------ MATERIAL FOR THE TASK

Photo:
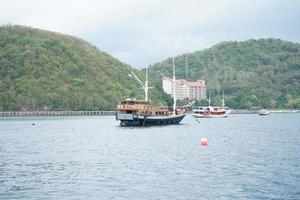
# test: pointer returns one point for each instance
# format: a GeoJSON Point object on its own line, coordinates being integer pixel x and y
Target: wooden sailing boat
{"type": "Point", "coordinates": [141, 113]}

------------
------ MATERIAL FOR THE TASK

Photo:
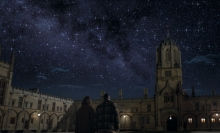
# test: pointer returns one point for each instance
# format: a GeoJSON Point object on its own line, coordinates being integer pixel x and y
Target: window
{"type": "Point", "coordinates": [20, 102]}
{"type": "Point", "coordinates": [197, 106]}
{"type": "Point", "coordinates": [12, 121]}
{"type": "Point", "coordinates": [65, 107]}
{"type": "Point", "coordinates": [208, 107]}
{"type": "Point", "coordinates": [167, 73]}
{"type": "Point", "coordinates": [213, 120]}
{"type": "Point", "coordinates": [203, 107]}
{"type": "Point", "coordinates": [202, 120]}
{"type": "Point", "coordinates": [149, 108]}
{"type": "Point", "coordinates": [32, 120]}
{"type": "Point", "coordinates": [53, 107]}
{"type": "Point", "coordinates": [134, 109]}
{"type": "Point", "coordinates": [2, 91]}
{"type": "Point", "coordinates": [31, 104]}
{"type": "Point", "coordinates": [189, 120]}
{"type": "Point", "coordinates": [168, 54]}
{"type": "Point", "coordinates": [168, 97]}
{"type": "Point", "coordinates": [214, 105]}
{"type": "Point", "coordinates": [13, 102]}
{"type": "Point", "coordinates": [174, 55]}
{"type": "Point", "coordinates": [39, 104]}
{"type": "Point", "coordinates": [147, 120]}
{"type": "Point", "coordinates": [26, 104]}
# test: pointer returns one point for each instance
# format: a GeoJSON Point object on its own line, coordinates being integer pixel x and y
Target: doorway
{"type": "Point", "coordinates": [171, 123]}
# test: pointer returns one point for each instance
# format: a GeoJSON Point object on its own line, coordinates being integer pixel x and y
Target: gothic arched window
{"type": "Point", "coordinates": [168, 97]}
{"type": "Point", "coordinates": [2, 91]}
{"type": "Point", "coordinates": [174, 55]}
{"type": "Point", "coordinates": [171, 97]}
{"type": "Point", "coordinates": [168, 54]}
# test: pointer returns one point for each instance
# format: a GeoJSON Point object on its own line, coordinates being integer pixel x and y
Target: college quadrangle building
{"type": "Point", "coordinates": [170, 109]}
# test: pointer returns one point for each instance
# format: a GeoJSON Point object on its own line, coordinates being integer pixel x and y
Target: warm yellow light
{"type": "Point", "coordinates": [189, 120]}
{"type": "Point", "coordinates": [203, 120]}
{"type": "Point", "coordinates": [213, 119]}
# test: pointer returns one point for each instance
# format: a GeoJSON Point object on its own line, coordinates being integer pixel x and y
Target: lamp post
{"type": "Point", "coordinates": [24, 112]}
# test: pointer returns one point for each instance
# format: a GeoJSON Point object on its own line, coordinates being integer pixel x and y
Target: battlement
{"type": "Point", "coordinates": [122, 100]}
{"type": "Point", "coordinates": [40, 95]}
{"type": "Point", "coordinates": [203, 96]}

------------
------ MATERIAL FOR THE TASK

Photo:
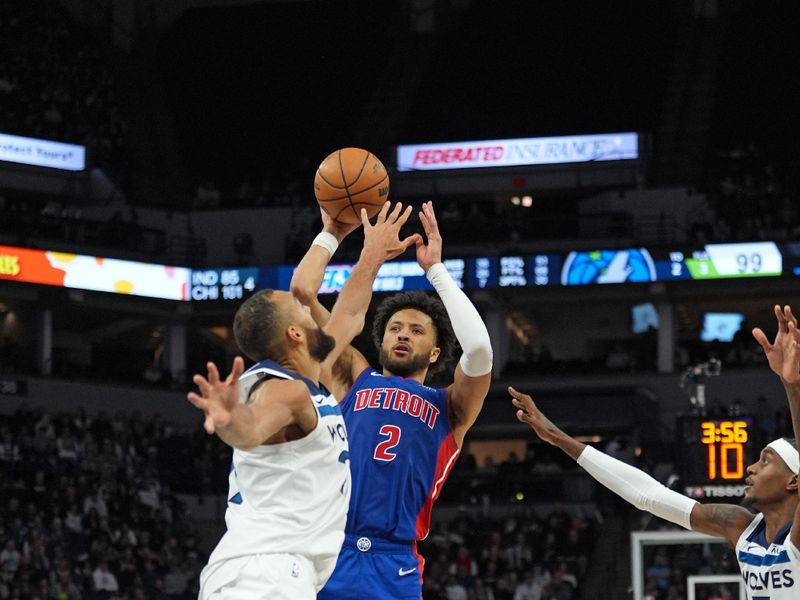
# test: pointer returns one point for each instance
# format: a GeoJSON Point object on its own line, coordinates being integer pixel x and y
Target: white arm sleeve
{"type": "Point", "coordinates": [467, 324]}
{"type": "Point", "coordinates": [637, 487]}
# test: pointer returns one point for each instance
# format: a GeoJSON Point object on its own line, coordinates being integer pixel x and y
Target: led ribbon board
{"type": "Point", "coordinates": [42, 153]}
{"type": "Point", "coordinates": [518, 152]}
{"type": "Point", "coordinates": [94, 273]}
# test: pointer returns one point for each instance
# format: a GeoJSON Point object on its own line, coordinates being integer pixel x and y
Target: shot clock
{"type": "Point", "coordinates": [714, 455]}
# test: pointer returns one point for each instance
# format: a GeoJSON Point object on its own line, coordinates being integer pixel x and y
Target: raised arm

------------

» **STATED EXERCISE**:
Return every line in the listing above that contains the string "window", matching case exactly.

» **WORKED ANSWER**:
Target: window
Target: gothic arched window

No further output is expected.